DATA FOR PROCESSING:

- Opening Delimiter -

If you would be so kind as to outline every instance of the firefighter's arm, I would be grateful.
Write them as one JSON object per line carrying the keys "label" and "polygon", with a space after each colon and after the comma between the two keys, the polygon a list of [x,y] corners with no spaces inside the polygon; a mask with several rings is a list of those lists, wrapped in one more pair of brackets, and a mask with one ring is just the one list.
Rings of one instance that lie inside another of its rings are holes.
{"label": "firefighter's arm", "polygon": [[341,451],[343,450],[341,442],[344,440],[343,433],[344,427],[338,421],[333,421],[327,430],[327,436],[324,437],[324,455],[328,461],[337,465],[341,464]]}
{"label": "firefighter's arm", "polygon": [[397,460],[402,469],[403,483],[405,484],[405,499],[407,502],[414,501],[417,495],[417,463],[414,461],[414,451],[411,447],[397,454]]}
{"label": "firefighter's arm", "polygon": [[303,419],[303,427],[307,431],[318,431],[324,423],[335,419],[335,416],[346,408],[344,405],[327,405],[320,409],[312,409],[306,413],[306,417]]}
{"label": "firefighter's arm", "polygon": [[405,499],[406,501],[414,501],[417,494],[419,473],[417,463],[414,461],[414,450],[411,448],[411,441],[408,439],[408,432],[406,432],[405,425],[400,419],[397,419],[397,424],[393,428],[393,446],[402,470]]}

- Closing Delimiter -

TASK OBJECTIVE:
Once the records have been read, print them all again exactly.

RESPONSE FOR THIS EXERCISE:
If you would be so kind as to outline every instance of the firefighter's arm, I would be grateful.
Write them as one JSON object per line carrying the keys "label" and "polygon", with a space after each colon and after the comma between the two keys, the polygon a list of [x,y] corners with no spaces inside the polygon; a mask with several rings is a list of those lists, wrapped in one more pair of brackets, and a mask with one ring is just the one list.
Rings of one instance that lie inside another of its rings are holes.
{"label": "firefighter's arm", "polygon": [[341,451],[343,450],[341,442],[344,440],[343,433],[344,427],[338,421],[333,421],[327,430],[327,436],[324,437],[324,455],[328,461],[337,465],[341,464]]}
{"label": "firefighter's arm", "polygon": [[397,460],[402,469],[403,483],[405,484],[405,499],[407,502],[414,501],[417,495],[417,463],[414,461],[414,451],[411,447],[397,454]]}
{"label": "firefighter's arm", "polygon": [[303,419],[303,427],[307,431],[318,431],[324,423],[335,419],[335,416],[346,408],[344,405],[327,405],[320,409],[312,409],[306,413],[306,417]]}
{"label": "firefighter's arm", "polygon": [[405,499],[406,501],[414,501],[417,494],[419,473],[417,463],[414,461],[414,450],[411,448],[411,441],[408,439],[408,432],[406,432],[405,425],[400,419],[397,419],[397,424],[393,428],[393,446],[402,470]]}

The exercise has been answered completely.